To do
Copy every line of the records below without changing anything.

* start Material shown *

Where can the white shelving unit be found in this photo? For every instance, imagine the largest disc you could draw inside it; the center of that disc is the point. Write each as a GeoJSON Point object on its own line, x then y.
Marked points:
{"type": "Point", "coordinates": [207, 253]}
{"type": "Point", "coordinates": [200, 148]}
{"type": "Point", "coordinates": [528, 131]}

* end Material shown *

Finished task
Where can the white shelving unit be found in this photo? For every instance, imagine the largest disc you could draw inside it; the center of that disc is the point. Write each as a GeoJSON Point object on its own line, x then y.
Marked points:
{"type": "Point", "coordinates": [207, 253]}
{"type": "Point", "coordinates": [200, 148]}
{"type": "Point", "coordinates": [528, 131]}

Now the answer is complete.